▶ _What to do_: Please copy the listing below word for word, starting with the line that contains "If you could pin the man's" and going on through the line that contains "column 534, row 166". Leave the pictures out of your copy.

▶ _Record excerpts_:
+ + + + +
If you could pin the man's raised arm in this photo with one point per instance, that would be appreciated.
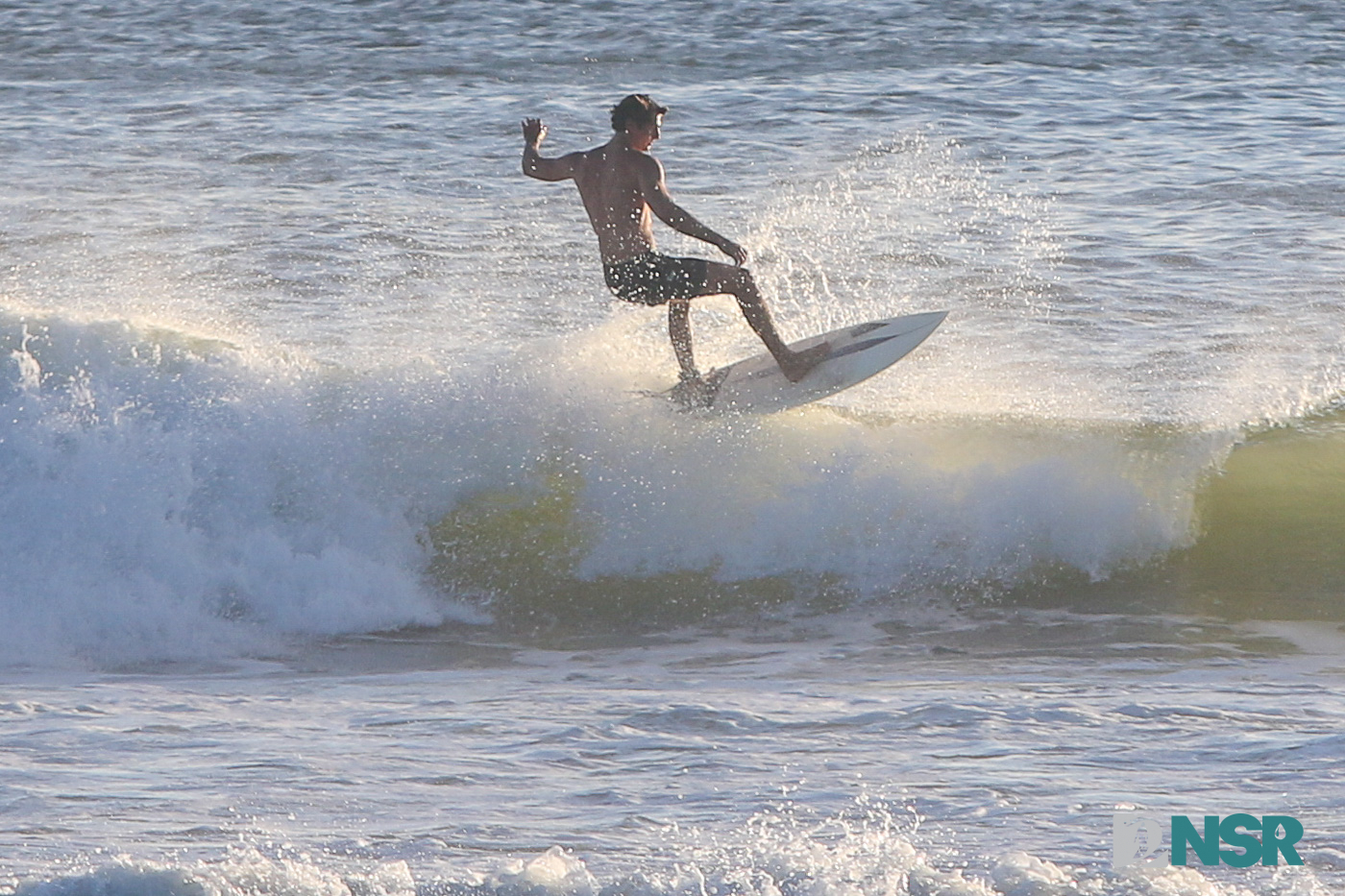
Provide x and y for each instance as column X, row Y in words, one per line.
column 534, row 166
+ + + + +
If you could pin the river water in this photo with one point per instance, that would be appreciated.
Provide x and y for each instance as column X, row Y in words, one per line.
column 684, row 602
+ + + + +
▶ _Full output_:
If you could pin the man's raised arm in this photo with one point per instance, that would be appreciated.
Provide x and y for each instance as column X, row Y in words, one per line.
column 534, row 166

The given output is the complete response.